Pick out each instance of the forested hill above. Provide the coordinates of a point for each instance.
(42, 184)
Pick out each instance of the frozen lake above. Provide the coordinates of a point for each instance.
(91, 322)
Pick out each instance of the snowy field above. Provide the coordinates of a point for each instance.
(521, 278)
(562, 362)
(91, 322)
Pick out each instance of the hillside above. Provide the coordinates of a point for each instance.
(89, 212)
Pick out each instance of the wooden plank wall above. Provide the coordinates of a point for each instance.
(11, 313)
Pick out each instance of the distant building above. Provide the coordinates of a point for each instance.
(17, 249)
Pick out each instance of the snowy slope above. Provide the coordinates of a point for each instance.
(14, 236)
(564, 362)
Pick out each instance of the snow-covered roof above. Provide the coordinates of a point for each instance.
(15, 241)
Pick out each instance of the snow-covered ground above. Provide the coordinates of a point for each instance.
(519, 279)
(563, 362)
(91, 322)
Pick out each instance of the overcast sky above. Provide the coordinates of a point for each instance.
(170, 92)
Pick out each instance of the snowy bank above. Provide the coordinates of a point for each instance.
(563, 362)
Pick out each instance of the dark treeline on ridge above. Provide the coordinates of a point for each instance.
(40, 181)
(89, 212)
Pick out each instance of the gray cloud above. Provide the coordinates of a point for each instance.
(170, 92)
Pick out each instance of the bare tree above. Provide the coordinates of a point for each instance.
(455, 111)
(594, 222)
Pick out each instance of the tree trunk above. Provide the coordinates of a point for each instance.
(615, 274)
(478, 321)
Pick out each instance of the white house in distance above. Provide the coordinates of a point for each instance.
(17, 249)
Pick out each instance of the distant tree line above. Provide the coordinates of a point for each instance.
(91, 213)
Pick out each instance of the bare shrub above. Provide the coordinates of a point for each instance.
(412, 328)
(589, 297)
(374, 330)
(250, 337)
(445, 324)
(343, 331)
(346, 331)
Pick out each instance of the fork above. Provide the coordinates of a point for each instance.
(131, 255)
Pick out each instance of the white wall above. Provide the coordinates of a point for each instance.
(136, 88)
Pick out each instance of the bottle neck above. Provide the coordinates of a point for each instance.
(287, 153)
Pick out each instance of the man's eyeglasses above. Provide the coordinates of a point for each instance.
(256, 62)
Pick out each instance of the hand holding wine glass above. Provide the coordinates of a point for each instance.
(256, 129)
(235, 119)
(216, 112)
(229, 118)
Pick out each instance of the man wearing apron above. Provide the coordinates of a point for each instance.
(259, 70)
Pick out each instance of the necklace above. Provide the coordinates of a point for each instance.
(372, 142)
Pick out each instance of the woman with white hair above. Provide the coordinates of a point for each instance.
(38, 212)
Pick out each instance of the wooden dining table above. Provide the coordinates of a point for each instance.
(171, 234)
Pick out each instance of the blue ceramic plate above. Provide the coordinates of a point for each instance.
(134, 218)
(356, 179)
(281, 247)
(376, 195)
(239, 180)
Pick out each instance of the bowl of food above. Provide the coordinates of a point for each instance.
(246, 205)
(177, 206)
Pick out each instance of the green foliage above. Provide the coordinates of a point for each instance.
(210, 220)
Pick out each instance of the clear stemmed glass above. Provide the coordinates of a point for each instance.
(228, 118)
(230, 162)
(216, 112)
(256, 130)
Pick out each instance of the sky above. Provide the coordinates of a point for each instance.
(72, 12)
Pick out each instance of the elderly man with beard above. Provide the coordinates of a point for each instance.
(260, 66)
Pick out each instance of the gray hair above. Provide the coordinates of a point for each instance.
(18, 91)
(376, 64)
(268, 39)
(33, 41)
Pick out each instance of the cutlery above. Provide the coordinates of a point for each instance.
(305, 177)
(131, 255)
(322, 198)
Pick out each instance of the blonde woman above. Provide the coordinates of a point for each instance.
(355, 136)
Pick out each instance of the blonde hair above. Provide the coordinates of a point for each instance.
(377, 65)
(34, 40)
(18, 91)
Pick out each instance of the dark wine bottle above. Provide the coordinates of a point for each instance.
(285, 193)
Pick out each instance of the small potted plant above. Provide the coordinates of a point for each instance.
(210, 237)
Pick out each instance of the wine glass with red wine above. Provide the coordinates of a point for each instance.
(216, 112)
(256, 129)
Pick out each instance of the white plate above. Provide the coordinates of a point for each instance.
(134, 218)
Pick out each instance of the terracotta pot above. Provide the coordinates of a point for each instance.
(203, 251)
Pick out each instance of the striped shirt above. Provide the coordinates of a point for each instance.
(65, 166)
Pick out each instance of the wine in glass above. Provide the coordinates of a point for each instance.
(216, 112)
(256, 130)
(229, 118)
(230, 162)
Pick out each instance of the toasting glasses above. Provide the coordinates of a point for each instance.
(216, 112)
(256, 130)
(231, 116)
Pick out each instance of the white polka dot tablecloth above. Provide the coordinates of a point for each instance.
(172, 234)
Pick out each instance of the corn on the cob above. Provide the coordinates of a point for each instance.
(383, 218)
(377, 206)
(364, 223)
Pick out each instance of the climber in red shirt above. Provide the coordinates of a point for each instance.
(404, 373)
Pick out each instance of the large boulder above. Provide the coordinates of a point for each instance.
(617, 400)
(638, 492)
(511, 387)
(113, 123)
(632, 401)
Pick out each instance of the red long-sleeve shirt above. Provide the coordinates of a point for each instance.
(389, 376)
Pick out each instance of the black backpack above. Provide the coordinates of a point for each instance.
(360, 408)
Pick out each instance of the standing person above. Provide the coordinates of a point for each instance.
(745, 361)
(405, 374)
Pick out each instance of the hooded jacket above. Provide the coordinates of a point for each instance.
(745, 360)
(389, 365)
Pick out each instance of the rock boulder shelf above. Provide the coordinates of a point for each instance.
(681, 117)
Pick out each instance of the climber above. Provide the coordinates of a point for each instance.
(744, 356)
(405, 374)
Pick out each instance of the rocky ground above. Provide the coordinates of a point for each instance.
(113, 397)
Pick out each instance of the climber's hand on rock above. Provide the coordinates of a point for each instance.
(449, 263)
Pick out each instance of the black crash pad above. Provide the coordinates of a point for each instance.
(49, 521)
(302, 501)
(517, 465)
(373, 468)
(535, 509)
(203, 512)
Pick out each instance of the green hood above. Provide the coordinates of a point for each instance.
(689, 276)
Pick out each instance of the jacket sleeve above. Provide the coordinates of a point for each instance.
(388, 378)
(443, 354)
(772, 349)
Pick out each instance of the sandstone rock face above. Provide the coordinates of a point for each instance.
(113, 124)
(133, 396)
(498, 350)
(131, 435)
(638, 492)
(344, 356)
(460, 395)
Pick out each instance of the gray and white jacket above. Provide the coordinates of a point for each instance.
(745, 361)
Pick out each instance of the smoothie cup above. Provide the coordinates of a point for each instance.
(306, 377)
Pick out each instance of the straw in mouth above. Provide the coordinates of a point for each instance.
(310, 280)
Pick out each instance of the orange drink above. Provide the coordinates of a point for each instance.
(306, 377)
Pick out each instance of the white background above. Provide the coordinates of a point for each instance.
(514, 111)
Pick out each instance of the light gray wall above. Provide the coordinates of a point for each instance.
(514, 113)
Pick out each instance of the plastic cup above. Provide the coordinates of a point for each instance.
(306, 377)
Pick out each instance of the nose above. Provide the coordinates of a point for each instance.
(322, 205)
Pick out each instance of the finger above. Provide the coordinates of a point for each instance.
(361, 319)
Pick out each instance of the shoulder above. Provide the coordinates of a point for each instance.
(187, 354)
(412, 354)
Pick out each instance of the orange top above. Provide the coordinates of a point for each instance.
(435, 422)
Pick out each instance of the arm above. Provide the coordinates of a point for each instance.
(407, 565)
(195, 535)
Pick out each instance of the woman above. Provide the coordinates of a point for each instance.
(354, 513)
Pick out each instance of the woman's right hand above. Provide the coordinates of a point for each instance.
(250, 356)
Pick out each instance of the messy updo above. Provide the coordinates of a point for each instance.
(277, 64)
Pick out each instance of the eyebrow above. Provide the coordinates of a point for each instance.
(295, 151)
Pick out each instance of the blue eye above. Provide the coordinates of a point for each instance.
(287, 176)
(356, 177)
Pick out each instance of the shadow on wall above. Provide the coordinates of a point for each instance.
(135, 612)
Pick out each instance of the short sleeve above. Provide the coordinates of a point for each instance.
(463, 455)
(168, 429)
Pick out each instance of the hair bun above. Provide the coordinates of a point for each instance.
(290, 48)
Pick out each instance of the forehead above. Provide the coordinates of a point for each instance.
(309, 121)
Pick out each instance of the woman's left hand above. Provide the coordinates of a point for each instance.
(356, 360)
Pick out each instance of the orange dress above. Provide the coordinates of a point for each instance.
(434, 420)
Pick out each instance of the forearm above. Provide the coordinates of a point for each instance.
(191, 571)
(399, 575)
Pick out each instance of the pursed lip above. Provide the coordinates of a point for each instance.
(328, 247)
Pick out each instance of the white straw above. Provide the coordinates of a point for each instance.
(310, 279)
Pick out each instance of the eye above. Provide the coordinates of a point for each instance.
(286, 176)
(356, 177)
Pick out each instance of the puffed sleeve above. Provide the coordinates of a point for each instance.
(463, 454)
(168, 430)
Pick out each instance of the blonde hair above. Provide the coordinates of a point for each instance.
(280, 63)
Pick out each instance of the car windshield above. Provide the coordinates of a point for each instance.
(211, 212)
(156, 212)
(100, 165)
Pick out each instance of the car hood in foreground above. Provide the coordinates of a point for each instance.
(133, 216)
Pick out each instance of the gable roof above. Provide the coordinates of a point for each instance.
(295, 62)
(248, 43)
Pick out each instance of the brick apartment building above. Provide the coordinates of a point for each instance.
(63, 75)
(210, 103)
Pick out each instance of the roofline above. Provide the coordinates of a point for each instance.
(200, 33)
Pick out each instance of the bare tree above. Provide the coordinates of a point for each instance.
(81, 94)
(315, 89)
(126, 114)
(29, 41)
---*---
WHAT NEEDS TO BE DONE: Extract, verbatim, the lines from the one containing "Pick out each instance of the pursed" through the last line of the listing above.

COMPLETE ANSWER:
Pick out each instance of the pursed lip above. Provide the coordinates of a point for each instance.
(328, 247)
Pick out each instance of the white straw above. Provide the coordinates of a point for each instance.
(310, 279)
Pick out each instance of the eye above. Provide the coordinates of a point for each instance.
(286, 176)
(356, 177)
Pick out each instance of the puffed sleeve above. Provide the coordinates of a point for each instance.
(463, 454)
(168, 430)
Pick out each instance of the blonde hair above. Provide the coordinates of a point for each instance.
(280, 63)
Pick out each instance of the car windshield above. Provide the coordinates of a point for each instance.
(211, 212)
(156, 212)
(100, 165)
Pick out each instance of the car hood in foreground above. Provide the coordinates of a point for each instance.
(133, 216)
Pick out each instance of the gable roof above. Provide the coordinates of a point for each instance.
(295, 62)
(248, 43)
Pick out each instance of the brick apartment building above. Provide the coordinates of a point for each instance.
(63, 75)
(210, 103)
Pick out each instance of the roofline above. Provide the coordinates of a point for each instance.
(200, 33)
Pick out each instance of the bare tree above. Provide the coordinates of a point for each instance.
(81, 94)
(315, 89)
(126, 114)
(29, 41)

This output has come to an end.